Each record should be written out exactly as it stands.

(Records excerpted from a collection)
◆ ◆ ◆ ◆

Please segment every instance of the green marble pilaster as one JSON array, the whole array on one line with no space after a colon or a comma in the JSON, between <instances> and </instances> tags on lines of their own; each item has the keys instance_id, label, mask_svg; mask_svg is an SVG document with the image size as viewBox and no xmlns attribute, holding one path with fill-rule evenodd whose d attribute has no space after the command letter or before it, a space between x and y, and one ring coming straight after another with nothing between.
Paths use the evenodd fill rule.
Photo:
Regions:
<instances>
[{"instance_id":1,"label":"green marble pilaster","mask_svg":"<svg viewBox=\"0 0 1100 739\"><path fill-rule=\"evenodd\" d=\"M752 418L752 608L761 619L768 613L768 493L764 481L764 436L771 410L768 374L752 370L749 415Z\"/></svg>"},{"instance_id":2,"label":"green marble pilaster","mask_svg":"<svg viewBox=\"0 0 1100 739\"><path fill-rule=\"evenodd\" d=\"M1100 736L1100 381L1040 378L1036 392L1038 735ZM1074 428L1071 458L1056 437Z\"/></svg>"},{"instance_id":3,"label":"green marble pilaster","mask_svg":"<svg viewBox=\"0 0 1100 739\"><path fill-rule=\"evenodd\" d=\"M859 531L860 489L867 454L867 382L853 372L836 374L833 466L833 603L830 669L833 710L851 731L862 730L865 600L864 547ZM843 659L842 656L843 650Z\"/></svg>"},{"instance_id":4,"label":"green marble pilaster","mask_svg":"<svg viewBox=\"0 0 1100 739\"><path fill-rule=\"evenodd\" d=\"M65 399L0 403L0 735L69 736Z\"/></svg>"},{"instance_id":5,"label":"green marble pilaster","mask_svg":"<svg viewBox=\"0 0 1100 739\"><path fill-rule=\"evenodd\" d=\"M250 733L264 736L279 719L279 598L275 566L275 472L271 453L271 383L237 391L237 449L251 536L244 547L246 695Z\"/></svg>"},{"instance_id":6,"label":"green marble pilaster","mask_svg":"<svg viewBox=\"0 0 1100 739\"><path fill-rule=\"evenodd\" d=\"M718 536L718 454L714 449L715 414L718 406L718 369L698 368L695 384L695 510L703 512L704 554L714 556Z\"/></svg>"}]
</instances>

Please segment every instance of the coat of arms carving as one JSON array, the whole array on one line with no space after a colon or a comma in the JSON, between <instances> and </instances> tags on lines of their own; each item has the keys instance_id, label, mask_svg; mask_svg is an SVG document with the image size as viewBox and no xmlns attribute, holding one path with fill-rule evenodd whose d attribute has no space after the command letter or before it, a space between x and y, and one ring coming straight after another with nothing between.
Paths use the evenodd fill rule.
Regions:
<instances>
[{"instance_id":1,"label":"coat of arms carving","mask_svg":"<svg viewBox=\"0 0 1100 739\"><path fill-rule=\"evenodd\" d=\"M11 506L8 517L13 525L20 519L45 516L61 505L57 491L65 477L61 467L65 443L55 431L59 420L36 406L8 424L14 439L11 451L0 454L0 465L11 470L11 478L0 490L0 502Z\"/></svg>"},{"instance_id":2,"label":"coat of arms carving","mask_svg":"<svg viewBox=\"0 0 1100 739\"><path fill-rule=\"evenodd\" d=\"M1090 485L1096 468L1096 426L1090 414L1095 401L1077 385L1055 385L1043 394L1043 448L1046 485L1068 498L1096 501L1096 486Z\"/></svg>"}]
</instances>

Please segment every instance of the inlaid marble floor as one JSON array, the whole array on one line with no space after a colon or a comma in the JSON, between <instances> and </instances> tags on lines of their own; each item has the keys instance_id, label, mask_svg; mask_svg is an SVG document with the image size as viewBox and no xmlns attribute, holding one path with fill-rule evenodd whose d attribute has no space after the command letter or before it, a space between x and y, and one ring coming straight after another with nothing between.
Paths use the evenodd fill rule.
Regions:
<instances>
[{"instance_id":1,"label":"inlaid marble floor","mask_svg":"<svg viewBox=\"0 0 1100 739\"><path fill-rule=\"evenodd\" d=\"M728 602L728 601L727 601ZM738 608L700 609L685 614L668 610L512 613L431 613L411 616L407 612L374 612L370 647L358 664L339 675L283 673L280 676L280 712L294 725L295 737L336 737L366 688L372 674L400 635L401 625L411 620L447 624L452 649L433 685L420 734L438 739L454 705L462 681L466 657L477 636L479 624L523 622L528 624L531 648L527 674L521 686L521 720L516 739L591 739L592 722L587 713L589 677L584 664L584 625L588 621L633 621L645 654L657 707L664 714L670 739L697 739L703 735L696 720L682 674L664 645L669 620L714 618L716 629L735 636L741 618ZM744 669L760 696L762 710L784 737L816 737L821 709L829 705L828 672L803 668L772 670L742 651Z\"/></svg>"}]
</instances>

◆ ◆ ◆ ◆

** Your solution **
Please segment every instance of the green marble pilaster as one JSON array, the whole array on one line with no space after a colon or a comma in the JSON, between <instances> and </instances> tags on lines of their own; each item has the keys instance_id, label, mask_svg; mask_svg is an SVG document with the image size as viewBox and no xmlns attribute, holding one path with fill-rule evenodd whose d attribute has no space after the command letter or before it, a space between x and y, and one ring coming straight after another with nothing between.
Paths use the evenodd fill rule.
Photo:
Regions:
<instances>
[{"instance_id":1,"label":"green marble pilaster","mask_svg":"<svg viewBox=\"0 0 1100 739\"><path fill-rule=\"evenodd\" d=\"M752 418L752 608L761 619L768 613L768 493L764 481L764 436L771 410L768 374L752 370L749 415Z\"/></svg>"},{"instance_id":2,"label":"green marble pilaster","mask_svg":"<svg viewBox=\"0 0 1100 739\"><path fill-rule=\"evenodd\" d=\"M1100 736L1100 381L1040 378L1036 392L1038 735ZM1074 428L1071 458L1056 437Z\"/></svg>"},{"instance_id":3,"label":"green marble pilaster","mask_svg":"<svg viewBox=\"0 0 1100 739\"><path fill-rule=\"evenodd\" d=\"M859 531L860 489L867 454L867 382L853 372L836 374L833 466L833 603L830 669L833 710L851 731L862 730L865 600L864 547ZM843 659L842 656L843 650Z\"/></svg>"},{"instance_id":4,"label":"green marble pilaster","mask_svg":"<svg viewBox=\"0 0 1100 739\"><path fill-rule=\"evenodd\" d=\"M65 399L0 403L0 735L69 736Z\"/></svg>"},{"instance_id":5,"label":"green marble pilaster","mask_svg":"<svg viewBox=\"0 0 1100 739\"><path fill-rule=\"evenodd\" d=\"M250 733L264 736L279 719L279 598L275 566L275 472L271 453L271 383L237 391L237 449L251 536L244 547L246 695Z\"/></svg>"},{"instance_id":6,"label":"green marble pilaster","mask_svg":"<svg viewBox=\"0 0 1100 739\"><path fill-rule=\"evenodd\" d=\"M718 536L718 454L714 449L715 414L718 406L718 369L698 368L695 384L695 510L703 512L704 554L714 556Z\"/></svg>"}]
</instances>

Please segment every instance of the coat of arms carving as one JSON array, the whole array on one line with no space after a colon or a comma in the JSON, between <instances> and </instances> tags on lines of their own; each item has the keys instance_id, label, mask_svg; mask_svg is an SVG document with the image size as viewBox and no xmlns attribute, holding one path with fill-rule evenodd whose d attribute has no space after the command letter or before it, a space between x and y, and one ring coming straight after another with nothing between.
Paths use the evenodd fill rule.
Regions:
<instances>
[{"instance_id":1,"label":"coat of arms carving","mask_svg":"<svg viewBox=\"0 0 1100 739\"><path fill-rule=\"evenodd\" d=\"M11 506L8 517L13 525L20 519L45 516L61 505L57 491L65 477L61 467L65 443L55 431L59 420L36 406L8 424L14 439L11 451L0 454L0 465L11 470L11 478L0 490L0 502Z\"/></svg>"},{"instance_id":2,"label":"coat of arms carving","mask_svg":"<svg viewBox=\"0 0 1100 739\"><path fill-rule=\"evenodd\" d=\"M1090 485L1096 468L1096 426L1090 414L1095 401L1077 385L1055 385L1043 394L1043 448L1046 485L1068 498L1096 501L1096 486Z\"/></svg>"}]
</instances>

Please segment every instance of the inlaid marble floor as one JSON array, the whole array on one line with no space after a colon or a comma in the JSON, between <instances> and </instances> tags on lines of their own; each item has the keys instance_id, label, mask_svg; mask_svg is an SVG document with the image size as viewBox and no xmlns attribute, holding one path with fill-rule evenodd whose d attribute has no space after the command letter or before it, a space between x and y, and one ring coming straight after another with nothing between.
Paths use the evenodd fill rule.
Regions:
<instances>
[{"instance_id":1,"label":"inlaid marble floor","mask_svg":"<svg viewBox=\"0 0 1100 739\"><path fill-rule=\"evenodd\" d=\"M728 602L728 601L727 601ZM738 608L700 609L685 614L668 610L512 613L431 613L411 616L407 612L374 612L370 647L358 664L339 675L283 673L280 676L280 712L294 725L295 737L336 737L366 688L372 674L400 635L401 625L411 620L447 624L452 649L433 685L420 734L438 739L454 705L462 681L466 657L477 636L479 624L523 622L528 624L531 648L527 674L521 686L521 720L516 739L591 739L592 722L587 713L589 677L584 664L584 625L588 621L633 621L645 654L657 707L664 714L670 739L697 739L703 735L696 720L682 674L664 645L669 620L714 618L716 629L735 636L741 618ZM744 669L760 696L762 710L784 737L816 737L821 709L829 705L828 672L803 668L772 670L742 651Z\"/></svg>"}]
</instances>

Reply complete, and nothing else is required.